- _Pointing dataset records_:
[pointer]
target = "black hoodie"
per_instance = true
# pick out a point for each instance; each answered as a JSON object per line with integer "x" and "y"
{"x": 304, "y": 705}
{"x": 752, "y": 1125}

- _EXERCISE DETAILS_: Write out these records line for line, with no changes.

- _SOLUTION BELOW_:
[pointer]
target = "black hoodie"
per_instance = true
# pick out a point for each instance; each answered as a JSON object per line with integer "x" and "y"
{"x": 304, "y": 705}
{"x": 752, "y": 1125}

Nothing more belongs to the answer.